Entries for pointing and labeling
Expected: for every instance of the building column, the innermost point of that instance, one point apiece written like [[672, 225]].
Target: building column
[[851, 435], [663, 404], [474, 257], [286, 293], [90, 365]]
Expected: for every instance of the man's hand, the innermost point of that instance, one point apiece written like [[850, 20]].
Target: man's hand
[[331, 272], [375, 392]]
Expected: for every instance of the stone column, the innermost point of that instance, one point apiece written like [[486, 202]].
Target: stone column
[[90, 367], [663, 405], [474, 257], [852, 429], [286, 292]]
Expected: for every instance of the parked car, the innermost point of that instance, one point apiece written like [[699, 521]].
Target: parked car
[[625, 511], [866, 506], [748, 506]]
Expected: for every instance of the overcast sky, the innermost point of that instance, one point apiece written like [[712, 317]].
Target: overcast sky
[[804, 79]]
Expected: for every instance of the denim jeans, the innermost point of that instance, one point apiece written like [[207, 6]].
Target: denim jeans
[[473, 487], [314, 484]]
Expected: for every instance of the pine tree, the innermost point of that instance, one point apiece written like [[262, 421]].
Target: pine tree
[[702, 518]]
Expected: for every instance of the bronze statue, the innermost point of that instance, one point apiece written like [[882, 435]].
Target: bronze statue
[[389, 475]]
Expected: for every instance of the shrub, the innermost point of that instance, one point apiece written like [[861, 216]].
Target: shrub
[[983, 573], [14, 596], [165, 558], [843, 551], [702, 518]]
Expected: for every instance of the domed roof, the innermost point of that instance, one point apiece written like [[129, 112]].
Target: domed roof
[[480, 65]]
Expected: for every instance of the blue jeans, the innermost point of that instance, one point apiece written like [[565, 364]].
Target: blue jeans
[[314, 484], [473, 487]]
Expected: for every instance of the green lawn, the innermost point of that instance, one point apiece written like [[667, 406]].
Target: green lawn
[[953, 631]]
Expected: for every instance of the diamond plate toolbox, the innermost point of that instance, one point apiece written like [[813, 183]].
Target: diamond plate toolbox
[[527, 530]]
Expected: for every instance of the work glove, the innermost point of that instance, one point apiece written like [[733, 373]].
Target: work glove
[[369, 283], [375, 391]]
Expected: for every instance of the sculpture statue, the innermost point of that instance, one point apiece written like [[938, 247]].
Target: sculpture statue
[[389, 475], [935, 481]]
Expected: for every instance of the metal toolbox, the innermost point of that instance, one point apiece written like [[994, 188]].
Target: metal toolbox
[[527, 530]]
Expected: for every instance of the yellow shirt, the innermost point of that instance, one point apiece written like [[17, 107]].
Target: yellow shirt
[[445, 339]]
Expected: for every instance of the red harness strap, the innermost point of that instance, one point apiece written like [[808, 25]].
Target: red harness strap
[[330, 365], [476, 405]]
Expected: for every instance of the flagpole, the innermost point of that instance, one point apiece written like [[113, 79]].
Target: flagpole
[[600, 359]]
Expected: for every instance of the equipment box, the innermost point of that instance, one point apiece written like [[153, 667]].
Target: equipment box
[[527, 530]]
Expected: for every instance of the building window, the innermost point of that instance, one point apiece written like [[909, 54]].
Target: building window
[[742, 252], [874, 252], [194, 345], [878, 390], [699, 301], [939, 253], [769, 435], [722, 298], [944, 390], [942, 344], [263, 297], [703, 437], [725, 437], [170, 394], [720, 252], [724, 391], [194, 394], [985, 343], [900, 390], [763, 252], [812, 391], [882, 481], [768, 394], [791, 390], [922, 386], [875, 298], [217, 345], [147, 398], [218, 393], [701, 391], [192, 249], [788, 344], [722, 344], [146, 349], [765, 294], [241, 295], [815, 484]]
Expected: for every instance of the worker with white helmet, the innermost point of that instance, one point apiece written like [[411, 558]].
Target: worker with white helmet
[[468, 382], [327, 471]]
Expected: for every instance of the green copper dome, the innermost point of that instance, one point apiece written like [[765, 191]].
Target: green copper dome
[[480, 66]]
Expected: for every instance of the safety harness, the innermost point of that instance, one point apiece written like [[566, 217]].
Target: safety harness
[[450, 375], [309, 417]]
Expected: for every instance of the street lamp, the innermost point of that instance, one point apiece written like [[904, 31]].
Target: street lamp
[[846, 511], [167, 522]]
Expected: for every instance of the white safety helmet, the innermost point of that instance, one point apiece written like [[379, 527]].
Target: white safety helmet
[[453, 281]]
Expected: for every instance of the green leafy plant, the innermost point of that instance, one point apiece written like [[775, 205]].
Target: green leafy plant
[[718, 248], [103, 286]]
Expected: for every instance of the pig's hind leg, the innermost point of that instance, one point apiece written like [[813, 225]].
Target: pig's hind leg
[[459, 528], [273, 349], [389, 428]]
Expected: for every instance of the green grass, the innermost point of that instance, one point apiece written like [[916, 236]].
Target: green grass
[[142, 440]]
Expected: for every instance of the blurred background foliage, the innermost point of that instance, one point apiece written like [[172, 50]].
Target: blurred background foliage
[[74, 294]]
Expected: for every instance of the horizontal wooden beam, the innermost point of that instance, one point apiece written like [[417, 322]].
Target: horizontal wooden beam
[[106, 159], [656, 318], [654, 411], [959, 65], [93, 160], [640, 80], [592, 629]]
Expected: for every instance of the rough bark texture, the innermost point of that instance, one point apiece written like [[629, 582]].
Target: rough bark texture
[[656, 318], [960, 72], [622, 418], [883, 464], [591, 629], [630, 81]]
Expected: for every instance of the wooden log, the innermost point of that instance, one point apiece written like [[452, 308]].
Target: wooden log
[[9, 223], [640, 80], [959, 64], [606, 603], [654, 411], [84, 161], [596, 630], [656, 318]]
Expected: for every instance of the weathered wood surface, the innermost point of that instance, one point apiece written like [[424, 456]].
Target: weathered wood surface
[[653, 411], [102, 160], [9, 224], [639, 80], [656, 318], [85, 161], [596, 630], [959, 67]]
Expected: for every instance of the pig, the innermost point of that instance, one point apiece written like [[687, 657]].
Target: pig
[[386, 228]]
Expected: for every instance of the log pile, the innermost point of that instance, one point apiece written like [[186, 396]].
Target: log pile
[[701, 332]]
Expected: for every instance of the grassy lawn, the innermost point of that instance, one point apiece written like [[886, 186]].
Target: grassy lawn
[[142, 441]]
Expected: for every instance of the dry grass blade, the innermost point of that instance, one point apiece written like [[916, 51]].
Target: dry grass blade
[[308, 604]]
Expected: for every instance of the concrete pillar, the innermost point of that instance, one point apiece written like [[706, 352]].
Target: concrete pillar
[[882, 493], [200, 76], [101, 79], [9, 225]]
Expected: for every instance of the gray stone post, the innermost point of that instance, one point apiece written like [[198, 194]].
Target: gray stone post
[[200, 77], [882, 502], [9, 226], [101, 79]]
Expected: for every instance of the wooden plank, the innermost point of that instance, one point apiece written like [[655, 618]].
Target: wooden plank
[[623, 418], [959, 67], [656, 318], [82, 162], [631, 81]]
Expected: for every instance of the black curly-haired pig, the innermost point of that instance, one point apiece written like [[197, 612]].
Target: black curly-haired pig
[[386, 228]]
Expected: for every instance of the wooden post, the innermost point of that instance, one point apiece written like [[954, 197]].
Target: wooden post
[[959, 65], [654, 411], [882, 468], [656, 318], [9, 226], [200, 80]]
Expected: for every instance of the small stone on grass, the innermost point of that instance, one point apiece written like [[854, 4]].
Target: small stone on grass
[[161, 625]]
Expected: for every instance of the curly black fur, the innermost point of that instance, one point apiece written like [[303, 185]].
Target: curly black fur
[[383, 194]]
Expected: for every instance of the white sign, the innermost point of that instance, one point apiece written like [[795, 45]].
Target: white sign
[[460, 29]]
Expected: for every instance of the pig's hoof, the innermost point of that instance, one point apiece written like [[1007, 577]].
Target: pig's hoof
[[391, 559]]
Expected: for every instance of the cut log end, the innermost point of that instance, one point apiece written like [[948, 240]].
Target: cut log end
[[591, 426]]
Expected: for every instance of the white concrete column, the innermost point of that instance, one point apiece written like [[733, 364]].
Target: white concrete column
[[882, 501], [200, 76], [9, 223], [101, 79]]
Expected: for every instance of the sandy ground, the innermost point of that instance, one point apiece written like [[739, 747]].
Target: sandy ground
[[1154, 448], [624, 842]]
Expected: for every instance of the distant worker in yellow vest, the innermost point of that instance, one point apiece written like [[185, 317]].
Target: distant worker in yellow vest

THE EXERCISE: Render as a JSON list of strings the lines starting at the one containing "Expected: for every instance of the parked" and ending at the one containing "[[480, 65]]", one string per line, with blank lines omitted.

REPLY:
[
  "Expected: for every instance of the parked car, the innermost point of that instance, one point apiece written like [[699, 521]].",
  "Target: parked car",
  "[[625, 511], [866, 506], [748, 506]]",
  "Expected: for every instance of the overcast sky, the innermost point of that instance, one point apiece written like [[712, 317]].",
  "Target: overcast sky",
  "[[804, 79]]",
  "Expected: for every instance of the denim jeans, the innermost point of that instance, one point apiece written like [[207, 6]].",
  "Target: denim jeans",
  "[[473, 487], [314, 484]]",
  "Expected: for every instance of the pine tree, the innermost point of that instance, one point apiece written like [[262, 421]].",
  "Target: pine tree",
  "[[702, 518]]",
  "Expected: for every instance of the bronze statue, the innermost point of that instance, one point apiece written like [[882, 435]].",
  "Target: bronze statue",
  "[[389, 475]]",
  "Expected: for every instance of the shrub, the innermost point of that instance, one point apiece written like [[861, 216]].",
  "Target: shrub",
  "[[983, 573], [14, 596], [165, 558], [843, 551], [702, 518]]",
  "Expected: for every instance of the domed roof, the innermost point of that instance, one point apiece written like [[129, 112]].",
  "Target: domed roof",
  "[[480, 65]]"
]